• PROBLEM DETAILS:
Make an exact copy of all the records.

• GIVEN ENTRIES:
========

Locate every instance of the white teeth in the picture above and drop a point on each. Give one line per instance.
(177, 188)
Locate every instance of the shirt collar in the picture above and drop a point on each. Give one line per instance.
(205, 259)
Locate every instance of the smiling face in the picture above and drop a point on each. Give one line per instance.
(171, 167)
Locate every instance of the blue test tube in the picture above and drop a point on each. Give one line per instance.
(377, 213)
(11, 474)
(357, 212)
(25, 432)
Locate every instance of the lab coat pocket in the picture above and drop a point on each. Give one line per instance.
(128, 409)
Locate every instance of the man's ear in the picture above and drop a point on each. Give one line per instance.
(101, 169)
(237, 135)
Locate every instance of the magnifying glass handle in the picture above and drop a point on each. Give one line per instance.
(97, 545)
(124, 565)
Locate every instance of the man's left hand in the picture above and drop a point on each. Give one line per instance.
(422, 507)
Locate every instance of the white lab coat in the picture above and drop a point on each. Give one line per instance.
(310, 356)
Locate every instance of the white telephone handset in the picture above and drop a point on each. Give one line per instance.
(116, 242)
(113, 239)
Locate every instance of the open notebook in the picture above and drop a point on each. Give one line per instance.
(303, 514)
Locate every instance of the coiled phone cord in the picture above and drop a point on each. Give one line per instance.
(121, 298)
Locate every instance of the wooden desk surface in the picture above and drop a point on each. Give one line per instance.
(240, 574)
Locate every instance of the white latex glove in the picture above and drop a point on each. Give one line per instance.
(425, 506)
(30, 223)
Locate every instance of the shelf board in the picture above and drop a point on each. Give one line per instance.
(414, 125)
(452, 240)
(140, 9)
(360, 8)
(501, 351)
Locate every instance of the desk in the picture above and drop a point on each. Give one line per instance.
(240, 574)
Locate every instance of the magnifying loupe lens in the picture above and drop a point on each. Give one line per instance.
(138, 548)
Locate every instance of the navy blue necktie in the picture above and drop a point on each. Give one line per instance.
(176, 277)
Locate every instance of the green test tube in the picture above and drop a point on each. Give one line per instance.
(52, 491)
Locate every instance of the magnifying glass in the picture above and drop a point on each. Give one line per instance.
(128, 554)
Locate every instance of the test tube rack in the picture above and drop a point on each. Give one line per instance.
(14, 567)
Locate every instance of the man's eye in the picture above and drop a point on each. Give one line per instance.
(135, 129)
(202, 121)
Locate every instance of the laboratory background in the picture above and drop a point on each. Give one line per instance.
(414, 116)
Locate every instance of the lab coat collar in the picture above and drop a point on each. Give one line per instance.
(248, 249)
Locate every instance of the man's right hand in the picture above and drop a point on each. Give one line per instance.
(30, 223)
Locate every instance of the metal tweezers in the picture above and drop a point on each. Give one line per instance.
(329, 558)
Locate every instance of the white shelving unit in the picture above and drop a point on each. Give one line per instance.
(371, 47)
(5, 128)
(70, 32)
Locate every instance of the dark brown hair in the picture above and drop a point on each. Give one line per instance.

========

• FINAL ANSWER:
Locate every instance of the white teeth in the picture above and drop a point on each. Give one line per instance.
(177, 188)
Locate every instance of the shirt collar in the picture above and drop a point on each. Give one line per instance.
(205, 259)
Locate every instance of the smiling face in the picture above and drop a point on each. Give one line per instance.
(171, 167)
Locate every instance of the blue test tube in the picture above and drop a point on each. Give one line per instance.
(377, 213)
(11, 474)
(357, 212)
(25, 432)
Locate every instance of the lab coat pocket in the picture above and drop a point on each. Give one line per instance.
(128, 409)
Locate every instance of the man's ear in the picture above and drop a point on each. Give one line per instance.
(101, 169)
(237, 135)
Locate every instance of the magnifying glass handle in the picture above and drop a point on each. Give one line per instance.
(97, 545)
(124, 565)
Locate every instance of the man's left hand in the picture above and drop a point on each. Give one line per instance.
(422, 507)
Locate every instance of the white lab coat in the picture above and drop a point on each. Give one line per instance.
(310, 356)
Locate every instance of the white telephone handset in the picture above and drop a point on each. Give one line per instance.
(116, 242)
(113, 239)
Locate every instance of the open notebook in the picture above and drop a point on each. Give one line per instance.
(303, 514)
Locate every instance of the coiled phone cord in the picture above and drop a point on each. Give one line per instance.
(121, 298)
Locate every instance of the wooden desk surface in the picture above and drop a point on each. Give one line per instance.
(240, 574)
Locate every instance of the white latex glove in the picture above and drop a point on each. Give one line per instance.
(425, 506)
(30, 223)
Locate every instance of the shelf board in the picture above and drop a point on each. Give one line per instance.
(414, 125)
(452, 240)
(140, 9)
(360, 8)
(501, 351)
Locate every instance of the desk in the picture above and drop a point on each. Give one line per instance.
(240, 574)
Locate every instance of the magnifying loupe lens in the picture above and drop a point on each. Give one line per instance.
(138, 548)
Locate every instance of the navy blue necktie in the picture above and drop a point on each. Give one line per instance.
(176, 277)
Locate every instance of the green test tube in the picture above and drop a point on each. Give one line per instance.
(52, 491)
Locate every instance of the magnifying glass in the picture above and drop a point on each. Give one line per instance.
(128, 554)
Locate every instance of the test tube rack in the picture above and drop a point on each. Give one line per instance.
(14, 567)
Locate every instance of the man's eye in the picture above and drop a point on each. Give one line per instance.
(135, 129)
(202, 121)
Locate every instance of the laboratory background in the picture above and drop a point on each. Give one line per instance.
(414, 116)
Locate every instance of the lab coat collar in the picture above and drop a point on each. Give one line per instance.
(248, 249)
Locate every instance of the man's right hand in the picture above and drop a point on each. Give one line per instance.
(30, 223)
Locate every instance of the metal tweezers in the picture above and drop a point on each. Give one line per instance.
(329, 558)
Locate every instance of the white shelving unit in the picture above and drop a point on each. Give one line per instance.
(371, 47)
(5, 128)
(70, 32)
Locate every instance of the dark brown hair in the picture above and drop a point on each. Give one line per instance.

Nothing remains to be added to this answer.